== Segment start ==

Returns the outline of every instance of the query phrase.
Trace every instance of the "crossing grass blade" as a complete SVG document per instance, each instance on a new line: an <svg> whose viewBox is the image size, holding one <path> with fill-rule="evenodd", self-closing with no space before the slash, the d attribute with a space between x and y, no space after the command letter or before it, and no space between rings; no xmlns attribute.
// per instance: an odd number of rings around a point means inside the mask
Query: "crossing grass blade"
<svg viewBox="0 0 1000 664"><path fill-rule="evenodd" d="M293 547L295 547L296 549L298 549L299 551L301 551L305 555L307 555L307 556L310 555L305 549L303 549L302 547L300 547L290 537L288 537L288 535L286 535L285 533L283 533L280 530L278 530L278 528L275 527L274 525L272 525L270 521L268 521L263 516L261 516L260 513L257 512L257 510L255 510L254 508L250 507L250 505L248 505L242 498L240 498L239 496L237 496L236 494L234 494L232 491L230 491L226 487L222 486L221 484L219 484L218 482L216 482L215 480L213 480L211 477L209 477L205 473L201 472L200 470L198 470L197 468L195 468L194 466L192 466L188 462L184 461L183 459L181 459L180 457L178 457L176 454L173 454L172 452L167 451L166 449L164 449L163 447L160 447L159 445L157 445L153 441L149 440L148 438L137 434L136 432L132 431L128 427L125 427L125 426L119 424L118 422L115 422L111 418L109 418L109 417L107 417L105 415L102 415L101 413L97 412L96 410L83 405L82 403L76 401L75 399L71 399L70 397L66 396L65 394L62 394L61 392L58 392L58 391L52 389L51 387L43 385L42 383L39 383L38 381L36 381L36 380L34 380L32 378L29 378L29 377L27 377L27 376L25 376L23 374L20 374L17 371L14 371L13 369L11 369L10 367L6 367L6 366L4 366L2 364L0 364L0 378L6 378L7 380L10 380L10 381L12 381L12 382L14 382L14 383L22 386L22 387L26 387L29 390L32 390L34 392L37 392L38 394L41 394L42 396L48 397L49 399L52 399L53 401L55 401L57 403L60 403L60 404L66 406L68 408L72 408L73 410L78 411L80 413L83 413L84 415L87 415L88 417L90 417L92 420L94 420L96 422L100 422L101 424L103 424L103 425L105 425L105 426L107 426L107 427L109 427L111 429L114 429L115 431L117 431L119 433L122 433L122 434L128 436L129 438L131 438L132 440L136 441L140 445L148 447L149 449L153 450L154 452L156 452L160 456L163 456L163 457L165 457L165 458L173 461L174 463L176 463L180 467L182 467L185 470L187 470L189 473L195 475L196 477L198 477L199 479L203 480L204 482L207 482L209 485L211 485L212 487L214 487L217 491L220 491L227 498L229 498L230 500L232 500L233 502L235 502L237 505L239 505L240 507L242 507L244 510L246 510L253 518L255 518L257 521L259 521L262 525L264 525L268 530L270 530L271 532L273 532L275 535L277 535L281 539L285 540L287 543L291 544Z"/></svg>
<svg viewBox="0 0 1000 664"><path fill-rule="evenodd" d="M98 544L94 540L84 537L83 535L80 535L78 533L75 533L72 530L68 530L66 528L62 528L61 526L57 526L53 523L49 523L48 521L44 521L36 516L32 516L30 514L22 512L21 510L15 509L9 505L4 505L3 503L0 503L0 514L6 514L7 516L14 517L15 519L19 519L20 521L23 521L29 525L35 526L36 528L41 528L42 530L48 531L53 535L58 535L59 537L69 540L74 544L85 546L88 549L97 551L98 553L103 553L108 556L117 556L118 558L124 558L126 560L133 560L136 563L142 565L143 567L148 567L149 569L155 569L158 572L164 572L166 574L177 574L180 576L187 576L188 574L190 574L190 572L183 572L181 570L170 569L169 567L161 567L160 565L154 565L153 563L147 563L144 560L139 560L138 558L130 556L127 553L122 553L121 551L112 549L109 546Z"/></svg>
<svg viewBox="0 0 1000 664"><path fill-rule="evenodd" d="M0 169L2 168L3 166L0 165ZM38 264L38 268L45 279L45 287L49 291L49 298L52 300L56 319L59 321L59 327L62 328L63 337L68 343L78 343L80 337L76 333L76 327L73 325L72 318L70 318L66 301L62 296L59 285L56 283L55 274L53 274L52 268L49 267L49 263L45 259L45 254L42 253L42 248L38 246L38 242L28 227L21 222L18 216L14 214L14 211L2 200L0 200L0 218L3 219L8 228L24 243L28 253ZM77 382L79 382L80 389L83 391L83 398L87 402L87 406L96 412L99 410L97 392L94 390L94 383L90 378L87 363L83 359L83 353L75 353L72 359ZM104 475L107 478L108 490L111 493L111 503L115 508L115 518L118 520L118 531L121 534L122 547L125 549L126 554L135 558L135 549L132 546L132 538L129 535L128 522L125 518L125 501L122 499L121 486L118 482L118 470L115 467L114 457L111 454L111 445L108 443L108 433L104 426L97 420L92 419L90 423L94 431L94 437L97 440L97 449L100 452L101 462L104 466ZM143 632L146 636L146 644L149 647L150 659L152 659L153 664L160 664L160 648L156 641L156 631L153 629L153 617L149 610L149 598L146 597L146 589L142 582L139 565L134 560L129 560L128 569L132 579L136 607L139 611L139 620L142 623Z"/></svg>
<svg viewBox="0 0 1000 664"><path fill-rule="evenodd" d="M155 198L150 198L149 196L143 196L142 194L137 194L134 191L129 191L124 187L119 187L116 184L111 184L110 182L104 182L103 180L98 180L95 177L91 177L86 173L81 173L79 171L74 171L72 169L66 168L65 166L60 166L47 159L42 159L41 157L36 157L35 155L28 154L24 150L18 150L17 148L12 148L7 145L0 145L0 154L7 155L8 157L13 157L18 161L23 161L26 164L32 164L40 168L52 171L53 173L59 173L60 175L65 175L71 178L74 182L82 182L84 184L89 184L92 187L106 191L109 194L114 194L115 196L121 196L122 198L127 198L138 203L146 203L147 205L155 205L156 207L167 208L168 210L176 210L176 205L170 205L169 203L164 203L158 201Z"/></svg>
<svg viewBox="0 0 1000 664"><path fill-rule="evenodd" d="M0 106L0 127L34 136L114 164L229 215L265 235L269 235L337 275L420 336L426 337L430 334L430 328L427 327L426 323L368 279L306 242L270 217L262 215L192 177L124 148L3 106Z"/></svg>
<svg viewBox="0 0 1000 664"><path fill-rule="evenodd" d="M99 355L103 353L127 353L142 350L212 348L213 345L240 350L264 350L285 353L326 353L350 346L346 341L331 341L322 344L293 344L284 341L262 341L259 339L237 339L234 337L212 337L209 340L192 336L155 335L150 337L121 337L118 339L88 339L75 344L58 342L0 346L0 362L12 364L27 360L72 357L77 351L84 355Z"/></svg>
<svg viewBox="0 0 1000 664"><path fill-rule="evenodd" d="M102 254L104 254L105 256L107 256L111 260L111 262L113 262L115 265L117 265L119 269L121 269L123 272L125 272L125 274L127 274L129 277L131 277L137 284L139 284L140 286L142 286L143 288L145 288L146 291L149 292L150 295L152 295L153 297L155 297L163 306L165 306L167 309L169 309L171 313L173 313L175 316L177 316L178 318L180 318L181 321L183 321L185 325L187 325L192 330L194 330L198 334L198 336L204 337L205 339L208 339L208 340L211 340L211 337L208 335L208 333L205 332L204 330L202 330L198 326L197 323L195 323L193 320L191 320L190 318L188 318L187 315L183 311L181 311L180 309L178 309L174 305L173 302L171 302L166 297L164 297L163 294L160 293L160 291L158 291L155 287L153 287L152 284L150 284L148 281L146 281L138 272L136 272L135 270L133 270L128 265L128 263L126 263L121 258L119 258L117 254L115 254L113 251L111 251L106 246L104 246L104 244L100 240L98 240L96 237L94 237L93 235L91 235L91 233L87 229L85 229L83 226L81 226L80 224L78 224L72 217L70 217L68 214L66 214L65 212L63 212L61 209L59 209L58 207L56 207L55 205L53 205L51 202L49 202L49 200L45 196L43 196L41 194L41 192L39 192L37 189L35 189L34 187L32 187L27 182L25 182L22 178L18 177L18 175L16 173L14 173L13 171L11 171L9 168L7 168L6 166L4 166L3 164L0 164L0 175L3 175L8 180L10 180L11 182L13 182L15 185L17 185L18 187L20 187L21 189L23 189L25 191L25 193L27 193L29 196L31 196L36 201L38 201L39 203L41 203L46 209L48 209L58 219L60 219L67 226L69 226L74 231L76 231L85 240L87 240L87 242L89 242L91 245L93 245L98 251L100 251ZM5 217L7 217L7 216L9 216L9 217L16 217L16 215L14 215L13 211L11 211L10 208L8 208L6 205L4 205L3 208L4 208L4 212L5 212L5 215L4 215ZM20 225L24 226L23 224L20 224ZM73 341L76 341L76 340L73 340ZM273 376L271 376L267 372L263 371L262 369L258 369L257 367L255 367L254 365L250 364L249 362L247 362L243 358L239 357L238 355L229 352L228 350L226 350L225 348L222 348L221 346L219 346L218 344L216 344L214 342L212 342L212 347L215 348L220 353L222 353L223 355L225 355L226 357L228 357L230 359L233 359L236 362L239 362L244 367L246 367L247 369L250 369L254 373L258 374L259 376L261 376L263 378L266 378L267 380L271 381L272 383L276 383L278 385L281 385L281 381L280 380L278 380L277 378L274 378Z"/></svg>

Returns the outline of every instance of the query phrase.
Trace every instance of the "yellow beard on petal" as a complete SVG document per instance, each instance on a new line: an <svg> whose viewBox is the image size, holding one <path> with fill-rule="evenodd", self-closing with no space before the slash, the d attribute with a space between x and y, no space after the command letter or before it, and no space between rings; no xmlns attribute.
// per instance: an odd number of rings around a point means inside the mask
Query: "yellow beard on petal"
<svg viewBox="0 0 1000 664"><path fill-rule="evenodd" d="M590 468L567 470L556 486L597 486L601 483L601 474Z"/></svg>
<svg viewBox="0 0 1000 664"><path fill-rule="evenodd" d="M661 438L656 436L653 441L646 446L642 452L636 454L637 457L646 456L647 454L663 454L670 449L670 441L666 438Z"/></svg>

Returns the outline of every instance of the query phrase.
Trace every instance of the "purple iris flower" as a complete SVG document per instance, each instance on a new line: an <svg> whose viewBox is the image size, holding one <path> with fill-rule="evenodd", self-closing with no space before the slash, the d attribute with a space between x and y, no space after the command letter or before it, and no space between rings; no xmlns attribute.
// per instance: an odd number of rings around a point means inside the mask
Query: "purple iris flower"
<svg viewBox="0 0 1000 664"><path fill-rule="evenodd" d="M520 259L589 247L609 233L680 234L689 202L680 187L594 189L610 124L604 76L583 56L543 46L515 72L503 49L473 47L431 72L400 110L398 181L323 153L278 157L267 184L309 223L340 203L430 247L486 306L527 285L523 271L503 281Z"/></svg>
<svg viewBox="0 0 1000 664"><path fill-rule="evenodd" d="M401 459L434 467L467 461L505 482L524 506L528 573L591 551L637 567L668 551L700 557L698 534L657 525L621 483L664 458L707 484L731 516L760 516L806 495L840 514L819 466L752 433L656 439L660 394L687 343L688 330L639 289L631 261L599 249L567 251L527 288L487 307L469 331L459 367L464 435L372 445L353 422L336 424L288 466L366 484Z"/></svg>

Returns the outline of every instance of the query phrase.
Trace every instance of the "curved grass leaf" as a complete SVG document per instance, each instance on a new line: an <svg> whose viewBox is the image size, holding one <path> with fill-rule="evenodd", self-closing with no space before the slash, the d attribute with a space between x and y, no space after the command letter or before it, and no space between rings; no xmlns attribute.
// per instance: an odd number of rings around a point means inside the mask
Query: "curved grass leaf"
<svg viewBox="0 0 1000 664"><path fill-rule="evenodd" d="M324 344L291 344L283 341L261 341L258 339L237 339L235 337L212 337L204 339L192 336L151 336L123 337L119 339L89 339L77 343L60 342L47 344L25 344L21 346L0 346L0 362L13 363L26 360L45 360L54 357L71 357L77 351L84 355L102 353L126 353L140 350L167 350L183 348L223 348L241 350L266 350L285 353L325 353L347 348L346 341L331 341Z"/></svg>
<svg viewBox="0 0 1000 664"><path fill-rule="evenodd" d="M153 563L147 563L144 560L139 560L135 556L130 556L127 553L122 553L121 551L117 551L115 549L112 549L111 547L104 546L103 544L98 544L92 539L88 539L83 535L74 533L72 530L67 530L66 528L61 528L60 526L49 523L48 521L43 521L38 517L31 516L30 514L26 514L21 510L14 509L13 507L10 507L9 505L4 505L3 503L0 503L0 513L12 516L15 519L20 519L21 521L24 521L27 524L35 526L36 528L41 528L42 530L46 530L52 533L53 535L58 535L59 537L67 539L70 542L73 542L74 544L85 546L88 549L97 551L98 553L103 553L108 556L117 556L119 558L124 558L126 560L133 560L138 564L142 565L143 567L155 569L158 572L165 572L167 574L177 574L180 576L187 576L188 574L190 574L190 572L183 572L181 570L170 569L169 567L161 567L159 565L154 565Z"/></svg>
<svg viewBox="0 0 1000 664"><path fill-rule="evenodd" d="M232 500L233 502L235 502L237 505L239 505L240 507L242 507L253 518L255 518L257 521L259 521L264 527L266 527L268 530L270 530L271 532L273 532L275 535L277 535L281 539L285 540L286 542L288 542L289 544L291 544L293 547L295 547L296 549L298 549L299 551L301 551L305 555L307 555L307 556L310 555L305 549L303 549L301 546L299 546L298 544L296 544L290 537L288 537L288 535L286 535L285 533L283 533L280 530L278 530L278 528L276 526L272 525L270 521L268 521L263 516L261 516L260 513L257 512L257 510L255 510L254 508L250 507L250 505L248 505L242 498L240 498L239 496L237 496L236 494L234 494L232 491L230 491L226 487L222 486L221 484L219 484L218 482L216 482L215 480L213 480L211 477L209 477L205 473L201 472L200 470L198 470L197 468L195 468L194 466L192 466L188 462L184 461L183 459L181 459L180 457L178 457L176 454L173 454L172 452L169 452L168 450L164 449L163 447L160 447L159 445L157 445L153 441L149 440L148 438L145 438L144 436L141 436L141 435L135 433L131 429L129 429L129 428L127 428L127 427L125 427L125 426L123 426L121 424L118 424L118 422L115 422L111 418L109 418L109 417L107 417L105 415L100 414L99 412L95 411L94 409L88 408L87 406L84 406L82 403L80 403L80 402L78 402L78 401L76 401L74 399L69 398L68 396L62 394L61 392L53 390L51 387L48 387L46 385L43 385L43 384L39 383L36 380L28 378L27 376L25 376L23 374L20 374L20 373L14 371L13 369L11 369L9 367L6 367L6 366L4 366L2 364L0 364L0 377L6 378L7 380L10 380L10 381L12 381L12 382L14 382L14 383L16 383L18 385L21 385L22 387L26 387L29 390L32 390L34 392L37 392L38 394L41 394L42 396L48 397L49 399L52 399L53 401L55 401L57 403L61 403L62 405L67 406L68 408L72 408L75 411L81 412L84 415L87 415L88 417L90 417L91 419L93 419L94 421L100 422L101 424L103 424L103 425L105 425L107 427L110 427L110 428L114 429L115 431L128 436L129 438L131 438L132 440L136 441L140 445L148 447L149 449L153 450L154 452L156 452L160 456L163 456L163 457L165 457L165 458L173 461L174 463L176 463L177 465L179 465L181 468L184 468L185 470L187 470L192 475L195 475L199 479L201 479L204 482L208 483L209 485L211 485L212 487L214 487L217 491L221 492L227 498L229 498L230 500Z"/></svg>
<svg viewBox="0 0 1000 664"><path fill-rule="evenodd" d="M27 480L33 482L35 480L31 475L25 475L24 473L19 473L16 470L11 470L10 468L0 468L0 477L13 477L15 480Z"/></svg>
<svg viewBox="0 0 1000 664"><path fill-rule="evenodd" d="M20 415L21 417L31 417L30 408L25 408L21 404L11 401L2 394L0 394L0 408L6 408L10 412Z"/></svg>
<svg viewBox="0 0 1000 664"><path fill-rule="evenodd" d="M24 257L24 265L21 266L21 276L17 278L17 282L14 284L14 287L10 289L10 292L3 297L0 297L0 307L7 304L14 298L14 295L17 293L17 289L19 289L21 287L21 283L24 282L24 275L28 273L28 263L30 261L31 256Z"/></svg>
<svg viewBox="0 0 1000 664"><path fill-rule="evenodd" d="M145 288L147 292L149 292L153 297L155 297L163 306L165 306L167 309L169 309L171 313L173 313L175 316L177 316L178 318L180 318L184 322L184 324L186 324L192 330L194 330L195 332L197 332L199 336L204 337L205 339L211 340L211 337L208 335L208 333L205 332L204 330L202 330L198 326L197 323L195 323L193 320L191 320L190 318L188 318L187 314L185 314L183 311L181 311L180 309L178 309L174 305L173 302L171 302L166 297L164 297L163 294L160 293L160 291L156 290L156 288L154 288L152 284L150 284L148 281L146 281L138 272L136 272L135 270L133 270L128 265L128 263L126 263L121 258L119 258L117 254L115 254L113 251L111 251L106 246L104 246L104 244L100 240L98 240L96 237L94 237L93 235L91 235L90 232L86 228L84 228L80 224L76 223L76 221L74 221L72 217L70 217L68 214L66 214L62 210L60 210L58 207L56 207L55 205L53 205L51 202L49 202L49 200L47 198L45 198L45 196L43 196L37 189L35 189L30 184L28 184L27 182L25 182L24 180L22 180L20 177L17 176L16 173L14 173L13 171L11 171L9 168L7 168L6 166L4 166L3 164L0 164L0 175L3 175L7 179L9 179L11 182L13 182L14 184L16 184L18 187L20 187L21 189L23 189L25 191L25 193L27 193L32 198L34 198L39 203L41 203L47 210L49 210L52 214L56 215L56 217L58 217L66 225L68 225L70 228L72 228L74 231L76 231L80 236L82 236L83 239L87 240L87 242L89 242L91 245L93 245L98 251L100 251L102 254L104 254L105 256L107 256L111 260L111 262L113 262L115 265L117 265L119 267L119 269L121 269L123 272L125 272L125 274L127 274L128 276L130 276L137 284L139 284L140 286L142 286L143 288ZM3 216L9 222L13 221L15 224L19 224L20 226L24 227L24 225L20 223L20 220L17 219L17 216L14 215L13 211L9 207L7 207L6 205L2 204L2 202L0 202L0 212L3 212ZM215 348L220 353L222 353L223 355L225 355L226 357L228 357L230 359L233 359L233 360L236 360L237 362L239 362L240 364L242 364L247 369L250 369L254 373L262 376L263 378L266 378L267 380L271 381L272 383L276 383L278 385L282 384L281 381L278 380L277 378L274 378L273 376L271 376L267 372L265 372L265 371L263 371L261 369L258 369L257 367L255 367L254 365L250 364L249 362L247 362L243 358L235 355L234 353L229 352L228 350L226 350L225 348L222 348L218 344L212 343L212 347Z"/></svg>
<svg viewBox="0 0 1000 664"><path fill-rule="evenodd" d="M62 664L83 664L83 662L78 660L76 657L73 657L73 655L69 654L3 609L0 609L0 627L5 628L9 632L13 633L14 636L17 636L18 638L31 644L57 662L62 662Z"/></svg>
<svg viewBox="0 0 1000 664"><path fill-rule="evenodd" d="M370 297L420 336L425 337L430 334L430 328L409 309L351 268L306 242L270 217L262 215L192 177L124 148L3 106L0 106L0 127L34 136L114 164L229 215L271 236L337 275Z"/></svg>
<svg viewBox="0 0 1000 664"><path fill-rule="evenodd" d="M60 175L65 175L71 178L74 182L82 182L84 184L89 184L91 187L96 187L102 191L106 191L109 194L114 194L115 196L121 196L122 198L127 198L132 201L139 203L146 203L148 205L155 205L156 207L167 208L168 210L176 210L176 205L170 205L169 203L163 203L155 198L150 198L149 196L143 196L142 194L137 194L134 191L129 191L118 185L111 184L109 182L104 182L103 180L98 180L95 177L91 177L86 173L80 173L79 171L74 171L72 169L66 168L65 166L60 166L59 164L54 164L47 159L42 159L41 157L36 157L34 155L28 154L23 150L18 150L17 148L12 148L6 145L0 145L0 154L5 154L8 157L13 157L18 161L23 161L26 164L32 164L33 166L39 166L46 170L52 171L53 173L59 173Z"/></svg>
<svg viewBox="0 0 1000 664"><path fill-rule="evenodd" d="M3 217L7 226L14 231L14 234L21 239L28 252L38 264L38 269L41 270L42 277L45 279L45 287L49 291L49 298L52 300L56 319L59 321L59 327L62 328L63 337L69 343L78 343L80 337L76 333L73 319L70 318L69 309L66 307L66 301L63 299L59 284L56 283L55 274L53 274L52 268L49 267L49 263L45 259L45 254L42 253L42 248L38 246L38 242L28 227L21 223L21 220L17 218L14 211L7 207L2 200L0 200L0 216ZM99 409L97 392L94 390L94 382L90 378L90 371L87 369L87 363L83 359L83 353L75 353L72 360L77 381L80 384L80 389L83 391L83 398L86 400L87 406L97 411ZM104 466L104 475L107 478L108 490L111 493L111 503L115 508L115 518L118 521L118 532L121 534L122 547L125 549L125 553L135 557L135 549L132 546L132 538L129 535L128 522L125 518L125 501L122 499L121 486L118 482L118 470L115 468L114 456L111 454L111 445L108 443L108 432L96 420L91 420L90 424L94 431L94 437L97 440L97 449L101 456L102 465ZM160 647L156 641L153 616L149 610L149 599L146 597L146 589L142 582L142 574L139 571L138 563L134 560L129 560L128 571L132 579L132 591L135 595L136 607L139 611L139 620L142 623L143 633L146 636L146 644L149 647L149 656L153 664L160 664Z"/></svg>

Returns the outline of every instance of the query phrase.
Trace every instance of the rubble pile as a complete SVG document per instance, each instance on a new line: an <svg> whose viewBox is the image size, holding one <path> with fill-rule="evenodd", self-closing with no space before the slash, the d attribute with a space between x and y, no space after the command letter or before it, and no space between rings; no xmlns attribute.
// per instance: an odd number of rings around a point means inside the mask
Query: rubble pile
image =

== Segment end ==

» TO DO
Take each line above that holds the string "leaf" and copy it.

» WRITTEN RESPONSE
Trace every instance of the "curved grass leaf" as a complete SVG document per instance, each instance on a new line: an <svg> whose viewBox is the image size, holding one <path> with fill-rule="evenodd", self-closing with no space before the slash, the d attribute with a space between x and y, no space after the command letter or before it, and no space between rings; no xmlns attribute.
Query: "curved grass leaf"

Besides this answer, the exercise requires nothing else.